• Request 1
From the forum post below about finding an Ubuntu-compatible modem, list every type of modem the poster says they have been advised to get or not to get.
• Request 2
Quote the passage of the forum post below about finding an Ubuntu-compatible modem, starting with "I am on dial" and going on through "kinda figured that...".

• Supplied text
* Start *

# ubuntu compatible modem



## danb98577 (Dec 16, 2005)

Sounds simple enough, doesn't it? I thought so...jeez, what a quagmire. All I am looking for is a modem that will work with Ubuntu Linux, version 7.04-Feisty Fawn. Bought a new tower complete less modem-my Christmas present to myself. I have wanted to get away from the Micro folks for a long time.
I am on dial up-not remotely interested in dsl or any thing else. I have looked at the big computer outfits such as Newegg, Fry's, Tiger Direct, etc. Even sent queries to which I receive no reply, except for Fry's which, in effect said,"Yes, we carry modems." Well yes, I kinda figured that...
I tried ubuntu forums, etc. and get circuitous replies like"you need a beagle with a leash kernal" and blah, blah, blah. I am happy these folks are enthused about their operating system, but all I want is a modem, not someone mumbling in tongues. I have been told to get a winmodem, not to get a winmodem, get a linmodem, not to get a linmodem, get a serial modem, get a hardware modem, get an external modem, get an internal modem, stand on my head and rub olive oil on my face....

* End *

• Given data
* Start *

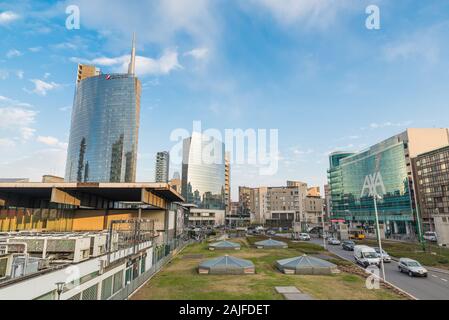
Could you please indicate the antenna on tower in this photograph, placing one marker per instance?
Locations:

* End *

• Task output 1
- winmodem
- linmodem
- serial modem
- hardware modem
- external modem
- internal modem

• Task output 2
I am on dial up-not remotely interested in dsl or any thing else. I have looked at the big computer outfits such as Newegg, Fry's, Tiger Direct, etc. Even sent queries to which I receive no reply, except for Fry's which, in effect said,"Yes, we carry modems." Well yes, I kinda figured that...